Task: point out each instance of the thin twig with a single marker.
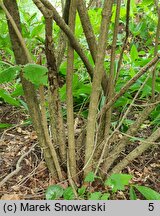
(18, 166)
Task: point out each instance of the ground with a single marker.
(33, 178)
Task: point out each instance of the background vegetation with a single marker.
(85, 75)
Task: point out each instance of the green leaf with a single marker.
(36, 74)
(81, 191)
(118, 181)
(9, 74)
(132, 194)
(90, 177)
(68, 194)
(7, 98)
(18, 91)
(54, 192)
(105, 196)
(3, 125)
(95, 196)
(134, 53)
(148, 193)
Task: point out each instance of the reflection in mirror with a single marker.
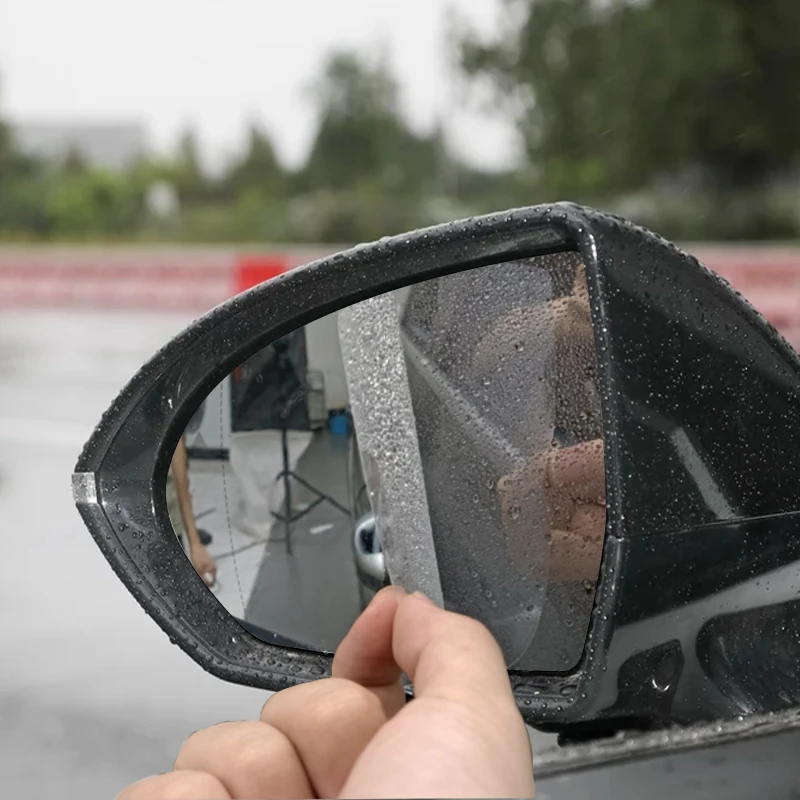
(268, 494)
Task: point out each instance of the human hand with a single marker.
(204, 563)
(354, 735)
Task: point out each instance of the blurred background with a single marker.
(156, 158)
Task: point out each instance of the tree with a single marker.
(615, 94)
(362, 135)
(187, 171)
(258, 171)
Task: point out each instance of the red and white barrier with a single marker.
(196, 279)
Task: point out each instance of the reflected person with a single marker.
(569, 475)
(181, 514)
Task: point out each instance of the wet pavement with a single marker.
(92, 694)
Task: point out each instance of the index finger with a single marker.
(450, 656)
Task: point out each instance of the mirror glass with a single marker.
(445, 436)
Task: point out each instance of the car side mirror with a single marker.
(568, 428)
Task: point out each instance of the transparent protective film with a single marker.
(380, 400)
(501, 371)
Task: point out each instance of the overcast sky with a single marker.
(216, 64)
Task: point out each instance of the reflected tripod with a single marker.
(286, 371)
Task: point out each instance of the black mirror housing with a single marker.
(701, 405)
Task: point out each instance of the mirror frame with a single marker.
(120, 477)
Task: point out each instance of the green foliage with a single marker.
(618, 93)
(678, 113)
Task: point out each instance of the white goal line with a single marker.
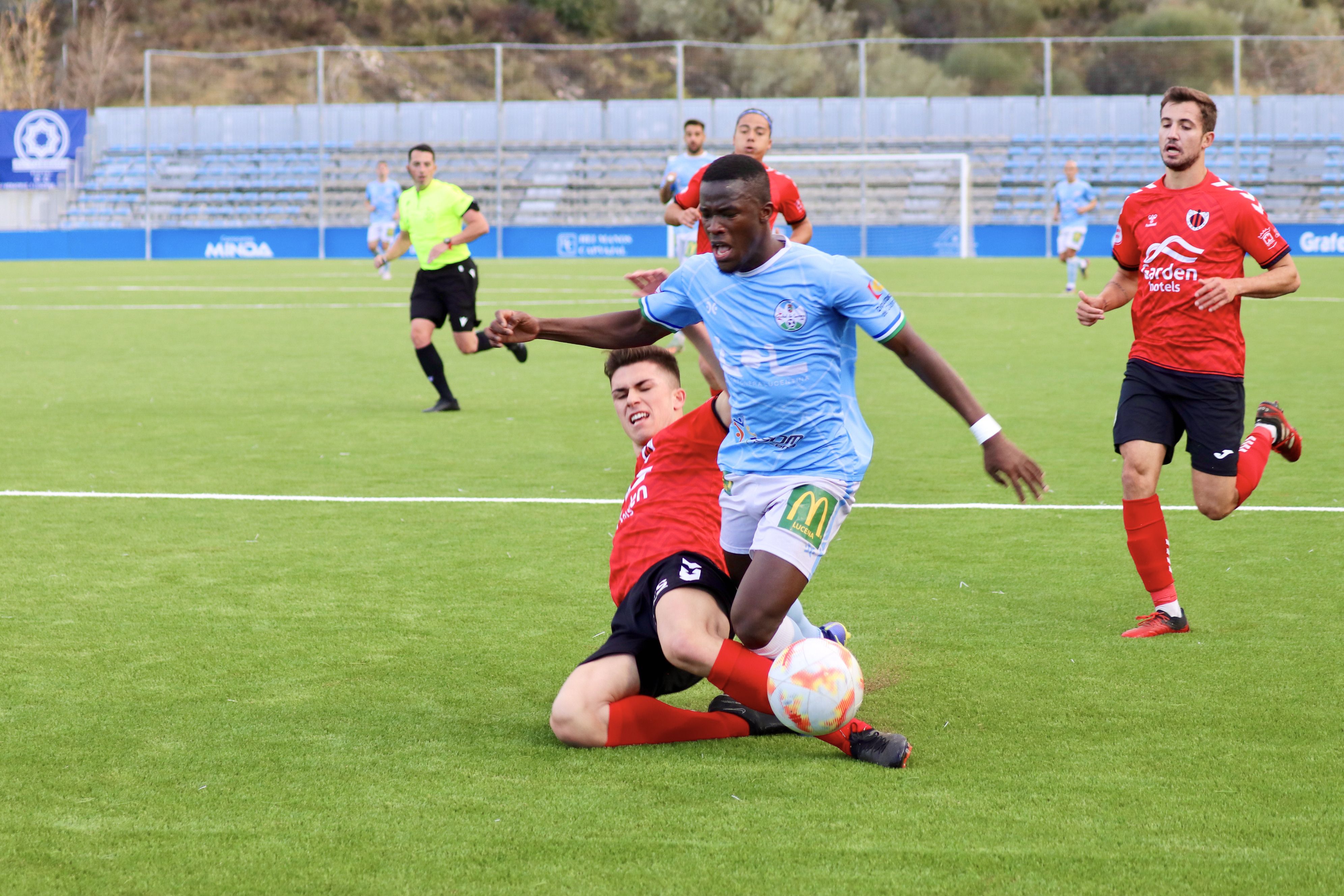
(334, 499)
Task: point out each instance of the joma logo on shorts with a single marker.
(808, 512)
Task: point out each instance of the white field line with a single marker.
(327, 499)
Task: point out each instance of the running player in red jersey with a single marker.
(671, 592)
(752, 138)
(1180, 246)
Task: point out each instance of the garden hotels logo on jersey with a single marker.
(239, 248)
(1322, 244)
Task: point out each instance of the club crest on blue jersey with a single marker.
(791, 316)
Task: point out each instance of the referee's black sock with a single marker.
(433, 367)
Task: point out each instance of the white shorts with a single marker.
(382, 231)
(789, 516)
(1072, 237)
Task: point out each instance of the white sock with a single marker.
(800, 618)
(784, 636)
(1171, 609)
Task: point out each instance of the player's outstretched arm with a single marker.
(1005, 461)
(1117, 293)
(619, 330)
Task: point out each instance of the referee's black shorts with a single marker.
(447, 295)
(635, 628)
(1159, 405)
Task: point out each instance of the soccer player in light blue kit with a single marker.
(381, 201)
(783, 317)
(678, 175)
(1074, 199)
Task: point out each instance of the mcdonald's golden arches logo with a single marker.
(807, 514)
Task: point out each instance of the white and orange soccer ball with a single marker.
(815, 687)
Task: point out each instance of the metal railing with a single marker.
(861, 46)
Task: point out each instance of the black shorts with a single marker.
(447, 295)
(1158, 405)
(635, 629)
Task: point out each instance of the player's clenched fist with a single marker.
(1091, 309)
(512, 327)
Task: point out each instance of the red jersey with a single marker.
(1175, 238)
(674, 502)
(784, 195)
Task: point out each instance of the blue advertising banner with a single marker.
(992, 241)
(38, 144)
(587, 242)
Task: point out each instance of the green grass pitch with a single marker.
(264, 698)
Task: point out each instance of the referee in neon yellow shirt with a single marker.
(439, 220)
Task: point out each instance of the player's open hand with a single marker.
(512, 327)
(647, 281)
(1008, 465)
(1091, 309)
(1214, 293)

▸ **Exercise objective**: Quote every record above exactly, leaving out the pictures.

▸ **Answer to this exercise**:
Task: point out each instance of the thin twig with a single marker.
(18, 166)
Task: point out each instance of the ground with a single marker.
(33, 178)
Task: point out each instance of the background vegetation with a single marker.
(85, 75)
Task: point out each instance of the green leaf with a single marker.
(36, 74)
(81, 191)
(118, 181)
(9, 74)
(132, 194)
(90, 177)
(68, 194)
(7, 98)
(18, 91)
(54, 192)
(105, 196)
(3, 125)
(95, 196)
(134, 53)
(148, 193)
Task: point out each instance of the reflection in mirror with a single marker.
(268, 494)
Task: point out each instance of the human hand with a single marker.
(204, 563)
(354, 735)
Task: point out each instance of the blurred background with a single marker.
(156, 158)
Task: point out each instance of the tree with a single marker.
(615, 94)
(362, 135)
(187, 171)
(258, 171)
Task: point out each instance of the red and white barrier with a single marker.
(196, 279)
Task: point out each instance of the reflected person with a single marker.
(569, 475)
(181, 514)
Task: point out each instance of the wet pavement with a single marker.
(92, 694)
Task: point out each instance of the index finger with a single marker.
(450, 656)
Task: point out each instance of the mirror glass with a single marker.
(445, 436)
Task: point out each instance of the car side mirror with a single marker.
(568, 428)
Task: point out each instance of the transparent protective film with a single marker.
(380, 400)
(501, 371)
Task: point out each instance of the overcast sky with a single marker.
(216, 64)
Task: point out each instance of the reflected tripod with a single marker.
(286, 371)
Task: point out each instance of the black mirror housing with a single marker.
(701, 405)
Task: point out each instance of the mirror frame with a single marker.
(120, 477)
Task: point out each instance of the green foliage with a single marker.
(618, 93)
(678, 113)
Task: point out each instance of the white goal line with a single marker.
(334, 499)
Task: point out each instance of the joma logo on shorts with a single marker.
(808, 512)
Task: point out each instance of the white field line with a single marker.
(327, 499)
Task: point out each instance of the running player in red jersey with a single marker.
(671, 592)
(752, 138)
(1180, 246)
Task: point out each instance of the garden hotels logo on jersey with a single marker.
(239, 248)
(1322, 244)
Task: point out each instance of the club crest on blue jersey with a single marker.
(791, 316)
Task: point out each instance of the referee's black sock with a single marker.
(433, 367)
Task: point out each instance of the white shorts with a single marker.
(382, 231)
(789, 516)
(1072, 237)
Task: point out each instance of the white sock with a single marker.
(800, 618)
(784, 636)
(1171, 609)
Task: point out each instance of the player's outstretched arm with a single marker.
(1005, 461)
(1117, 293)
(619, 330)
Task: point out each instance of the referee's black shorts with a single marker.
(447, 295)
(635, 628)
(1159, 405)
Task: point out each instance of the soccer player in light blue kit with a single marker.
(381, 201)
(783, 317)
(678, 175)
(1074, 199)
Task: point out each instance of the mcdonald's golden arches logo with a single marker.
(807, 514)
Task: point out each instance of the white and orange soccer ball with a single marker.
(815, 687)
Task: point out each instance of the metal railing with a single marker.
(861, 46)
Task: point out each instance of the black shorts with a single marker.
(447, 295)
(1158, 405)
(635, 629)
Task: point out each instance of the player's clenched fist with a single marker.
(1091, 309)
(512, 327)
Task: point out each instance of the red jersey with a single marker.
(1175, 238)
(674, 502)
(784, 195)
Task: point out each instance of the blue advertising banner with a single marker.
(992, 241)
(38, 144)
(587, 242)
Task: point out each instance of the green grass pitch with a single marker.
(264, 698)
Task: point out each instance of the referee in neon yellow shirt with a single marker.
(439, 220)
Task: point out each instance of the player's open hand with a single marker.
(512, 327)
(647, 281)
(1008, 465)
(1091, 309)
(1214, 293)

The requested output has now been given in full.